What the exercise asks ▸ Locate each line below that contains the string "fireplace", and copy every such line in full.

_ _ _ _ _ _ _

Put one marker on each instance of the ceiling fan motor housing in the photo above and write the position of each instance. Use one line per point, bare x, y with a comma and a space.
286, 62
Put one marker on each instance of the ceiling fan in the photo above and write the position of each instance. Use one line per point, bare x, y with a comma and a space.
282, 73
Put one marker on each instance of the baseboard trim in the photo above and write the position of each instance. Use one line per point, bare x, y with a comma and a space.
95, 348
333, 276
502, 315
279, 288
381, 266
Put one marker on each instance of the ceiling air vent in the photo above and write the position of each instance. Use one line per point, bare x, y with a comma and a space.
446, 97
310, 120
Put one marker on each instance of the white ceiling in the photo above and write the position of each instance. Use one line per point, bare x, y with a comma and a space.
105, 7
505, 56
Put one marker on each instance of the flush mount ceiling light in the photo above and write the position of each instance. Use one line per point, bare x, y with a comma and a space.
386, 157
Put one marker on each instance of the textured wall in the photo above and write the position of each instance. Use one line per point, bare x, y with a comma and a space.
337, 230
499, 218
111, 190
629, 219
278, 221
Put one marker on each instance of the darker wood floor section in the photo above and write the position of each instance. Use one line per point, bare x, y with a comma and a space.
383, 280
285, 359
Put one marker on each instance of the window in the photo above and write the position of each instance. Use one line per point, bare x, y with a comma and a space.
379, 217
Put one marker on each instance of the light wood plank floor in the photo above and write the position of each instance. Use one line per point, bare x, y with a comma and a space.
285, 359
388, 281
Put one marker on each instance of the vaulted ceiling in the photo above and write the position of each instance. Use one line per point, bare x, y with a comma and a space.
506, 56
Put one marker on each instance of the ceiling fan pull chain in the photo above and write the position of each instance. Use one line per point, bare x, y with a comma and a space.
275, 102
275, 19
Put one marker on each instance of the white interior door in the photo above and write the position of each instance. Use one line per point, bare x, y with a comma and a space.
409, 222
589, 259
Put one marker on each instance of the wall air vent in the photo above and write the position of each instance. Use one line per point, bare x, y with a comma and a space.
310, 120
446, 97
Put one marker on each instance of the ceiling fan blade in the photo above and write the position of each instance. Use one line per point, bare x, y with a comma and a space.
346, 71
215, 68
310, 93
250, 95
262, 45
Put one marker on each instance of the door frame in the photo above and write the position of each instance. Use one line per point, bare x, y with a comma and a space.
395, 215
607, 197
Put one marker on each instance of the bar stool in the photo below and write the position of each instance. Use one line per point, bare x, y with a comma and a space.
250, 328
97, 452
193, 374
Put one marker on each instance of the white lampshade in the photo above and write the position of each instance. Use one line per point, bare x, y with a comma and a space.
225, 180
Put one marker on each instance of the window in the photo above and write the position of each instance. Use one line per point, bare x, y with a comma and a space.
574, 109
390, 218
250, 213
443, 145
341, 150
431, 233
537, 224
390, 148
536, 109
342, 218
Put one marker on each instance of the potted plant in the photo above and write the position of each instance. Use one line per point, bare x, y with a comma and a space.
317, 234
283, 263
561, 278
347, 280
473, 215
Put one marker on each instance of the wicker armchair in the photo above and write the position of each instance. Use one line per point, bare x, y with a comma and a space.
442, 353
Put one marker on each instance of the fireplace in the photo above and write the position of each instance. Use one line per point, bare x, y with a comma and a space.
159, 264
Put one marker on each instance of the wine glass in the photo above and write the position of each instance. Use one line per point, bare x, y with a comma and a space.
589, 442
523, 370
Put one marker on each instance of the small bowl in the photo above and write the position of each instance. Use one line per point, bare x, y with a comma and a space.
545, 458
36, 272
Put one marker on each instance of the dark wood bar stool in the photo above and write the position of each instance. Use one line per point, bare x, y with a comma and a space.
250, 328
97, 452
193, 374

_ _ _ _ _ _ _

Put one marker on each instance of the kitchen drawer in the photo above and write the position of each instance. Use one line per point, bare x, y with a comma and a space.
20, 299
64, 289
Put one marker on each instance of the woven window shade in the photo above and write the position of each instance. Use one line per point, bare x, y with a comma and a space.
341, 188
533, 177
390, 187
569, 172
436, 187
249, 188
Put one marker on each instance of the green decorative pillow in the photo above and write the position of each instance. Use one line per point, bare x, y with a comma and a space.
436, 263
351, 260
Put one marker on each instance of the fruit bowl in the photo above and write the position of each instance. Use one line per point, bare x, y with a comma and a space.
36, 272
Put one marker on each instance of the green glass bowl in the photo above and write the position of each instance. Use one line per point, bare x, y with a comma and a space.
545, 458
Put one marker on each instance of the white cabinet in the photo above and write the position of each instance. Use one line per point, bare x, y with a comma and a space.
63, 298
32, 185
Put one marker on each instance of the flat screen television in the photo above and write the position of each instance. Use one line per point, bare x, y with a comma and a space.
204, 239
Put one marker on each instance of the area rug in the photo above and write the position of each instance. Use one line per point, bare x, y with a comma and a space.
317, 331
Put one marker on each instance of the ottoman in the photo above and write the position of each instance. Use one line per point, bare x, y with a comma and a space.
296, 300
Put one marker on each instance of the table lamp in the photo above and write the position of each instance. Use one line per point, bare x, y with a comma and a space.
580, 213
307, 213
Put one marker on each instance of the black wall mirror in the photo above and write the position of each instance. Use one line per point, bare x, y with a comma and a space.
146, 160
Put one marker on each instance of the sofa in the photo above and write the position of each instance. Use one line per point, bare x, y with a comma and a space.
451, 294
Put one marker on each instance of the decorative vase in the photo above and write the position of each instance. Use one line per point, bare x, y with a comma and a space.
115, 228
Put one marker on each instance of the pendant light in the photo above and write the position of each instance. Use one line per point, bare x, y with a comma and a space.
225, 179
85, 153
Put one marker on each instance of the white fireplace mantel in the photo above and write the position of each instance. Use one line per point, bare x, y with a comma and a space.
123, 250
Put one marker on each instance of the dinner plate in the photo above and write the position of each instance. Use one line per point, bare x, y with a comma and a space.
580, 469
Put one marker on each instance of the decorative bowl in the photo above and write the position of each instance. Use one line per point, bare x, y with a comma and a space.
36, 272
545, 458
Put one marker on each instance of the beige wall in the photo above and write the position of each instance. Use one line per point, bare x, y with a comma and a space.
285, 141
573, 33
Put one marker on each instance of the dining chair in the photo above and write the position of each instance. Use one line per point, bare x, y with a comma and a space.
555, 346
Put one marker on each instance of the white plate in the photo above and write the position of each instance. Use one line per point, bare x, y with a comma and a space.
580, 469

_ _ _ _ _ _ _

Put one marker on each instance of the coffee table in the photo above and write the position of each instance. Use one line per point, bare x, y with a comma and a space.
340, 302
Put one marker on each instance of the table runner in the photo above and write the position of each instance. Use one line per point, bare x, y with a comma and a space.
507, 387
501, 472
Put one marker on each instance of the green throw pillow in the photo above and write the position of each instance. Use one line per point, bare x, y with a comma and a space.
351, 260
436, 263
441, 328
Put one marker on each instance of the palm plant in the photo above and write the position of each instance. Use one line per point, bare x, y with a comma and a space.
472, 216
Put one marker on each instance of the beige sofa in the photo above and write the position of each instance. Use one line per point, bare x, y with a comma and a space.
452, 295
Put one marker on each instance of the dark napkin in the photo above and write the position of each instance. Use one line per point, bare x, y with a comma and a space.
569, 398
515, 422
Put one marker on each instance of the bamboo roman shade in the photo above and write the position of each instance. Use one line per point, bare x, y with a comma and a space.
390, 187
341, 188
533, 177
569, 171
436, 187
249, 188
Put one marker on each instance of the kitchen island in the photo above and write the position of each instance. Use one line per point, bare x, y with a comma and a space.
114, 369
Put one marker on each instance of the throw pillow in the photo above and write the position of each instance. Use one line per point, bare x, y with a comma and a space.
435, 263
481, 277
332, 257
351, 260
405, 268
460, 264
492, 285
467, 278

_ _ _ _ _ _ _

Result of this task ▸
Put one marker on each instance of the fireplace in the photo above and write the position of each instance. Use one line per point, bare x, y with a comma and a space.
Put one marker on each instance of the white fireplace mantel in the photo above and write the position of each instance. Use one line per point, bare x, y with a comma and a space.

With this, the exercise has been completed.